⟨

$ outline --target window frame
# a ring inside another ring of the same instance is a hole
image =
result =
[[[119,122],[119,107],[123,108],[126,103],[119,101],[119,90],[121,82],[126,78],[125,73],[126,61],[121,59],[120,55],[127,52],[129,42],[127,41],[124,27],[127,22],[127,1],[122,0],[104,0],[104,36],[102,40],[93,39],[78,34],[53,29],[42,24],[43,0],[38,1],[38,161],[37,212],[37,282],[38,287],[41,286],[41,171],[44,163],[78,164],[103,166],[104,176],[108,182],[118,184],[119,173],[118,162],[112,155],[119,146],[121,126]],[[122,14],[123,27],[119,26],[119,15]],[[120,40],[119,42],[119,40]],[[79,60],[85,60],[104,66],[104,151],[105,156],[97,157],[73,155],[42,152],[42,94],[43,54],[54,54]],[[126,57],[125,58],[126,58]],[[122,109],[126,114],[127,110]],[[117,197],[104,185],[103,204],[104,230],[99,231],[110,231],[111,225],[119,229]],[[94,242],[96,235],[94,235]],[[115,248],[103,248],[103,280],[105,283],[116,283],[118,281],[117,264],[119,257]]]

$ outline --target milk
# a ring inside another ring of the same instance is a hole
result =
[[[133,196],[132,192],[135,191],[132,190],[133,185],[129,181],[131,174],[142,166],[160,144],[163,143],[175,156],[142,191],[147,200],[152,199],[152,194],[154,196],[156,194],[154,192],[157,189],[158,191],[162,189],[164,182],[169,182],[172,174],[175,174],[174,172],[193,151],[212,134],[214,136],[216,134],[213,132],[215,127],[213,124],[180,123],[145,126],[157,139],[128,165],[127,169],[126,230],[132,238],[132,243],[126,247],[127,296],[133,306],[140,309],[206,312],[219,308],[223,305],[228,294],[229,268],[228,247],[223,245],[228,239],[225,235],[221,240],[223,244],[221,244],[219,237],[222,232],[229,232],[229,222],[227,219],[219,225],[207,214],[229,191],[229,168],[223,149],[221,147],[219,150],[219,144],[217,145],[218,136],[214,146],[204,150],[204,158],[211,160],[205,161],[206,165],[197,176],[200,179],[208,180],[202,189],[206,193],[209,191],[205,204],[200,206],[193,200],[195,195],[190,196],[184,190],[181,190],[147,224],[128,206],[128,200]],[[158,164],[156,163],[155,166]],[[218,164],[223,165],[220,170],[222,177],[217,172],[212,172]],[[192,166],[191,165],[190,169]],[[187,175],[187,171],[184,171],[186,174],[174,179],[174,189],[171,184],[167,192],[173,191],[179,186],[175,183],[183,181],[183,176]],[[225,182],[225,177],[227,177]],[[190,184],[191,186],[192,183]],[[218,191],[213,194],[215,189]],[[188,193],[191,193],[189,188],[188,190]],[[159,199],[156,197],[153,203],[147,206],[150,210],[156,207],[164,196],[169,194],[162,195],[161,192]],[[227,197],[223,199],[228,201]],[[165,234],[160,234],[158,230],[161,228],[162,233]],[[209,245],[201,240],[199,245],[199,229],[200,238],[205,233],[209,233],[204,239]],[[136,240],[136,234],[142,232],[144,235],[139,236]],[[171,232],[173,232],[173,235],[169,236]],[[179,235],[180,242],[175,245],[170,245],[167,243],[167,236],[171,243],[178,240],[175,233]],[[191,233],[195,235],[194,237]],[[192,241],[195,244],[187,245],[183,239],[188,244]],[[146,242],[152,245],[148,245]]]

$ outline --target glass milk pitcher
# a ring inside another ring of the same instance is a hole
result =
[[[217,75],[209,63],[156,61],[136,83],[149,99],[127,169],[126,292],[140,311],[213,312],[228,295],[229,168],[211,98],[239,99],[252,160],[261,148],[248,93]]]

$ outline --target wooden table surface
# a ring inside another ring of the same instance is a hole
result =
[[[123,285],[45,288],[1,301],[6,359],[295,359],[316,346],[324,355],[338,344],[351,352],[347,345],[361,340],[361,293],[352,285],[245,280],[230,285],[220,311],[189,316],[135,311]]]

⟩

Written problem:
Rewrite the records from the line with "glass milk pitcher" through the end of the records, changing "wooden table surface" to "kitchen table surface" and leaving everything else as it is.

Result below:
$ outline --target glass milk pitcher
# a ring inside another ring of the same instance is a hole
result =
[[[217,75],[209,63],[156,61],[136,83],[149,99],[127,169],[126,292],[140,311],[213,312],[228,295],[229,168],[211,98],[239,99],[252,160],[261,148],[248,93]]]

$ outline --target kitchen table surface
# a ring inside another ring of the same instance is a hole
result =
[[[123,285],[45,288],[1,301],[6,359],[295,359],[316,346],[324,355],[338,344],[351,352],[347,345],[361,340],[361,293],[352,285],[245,280],[230,285],[220,311],[189,316],[135,311]]]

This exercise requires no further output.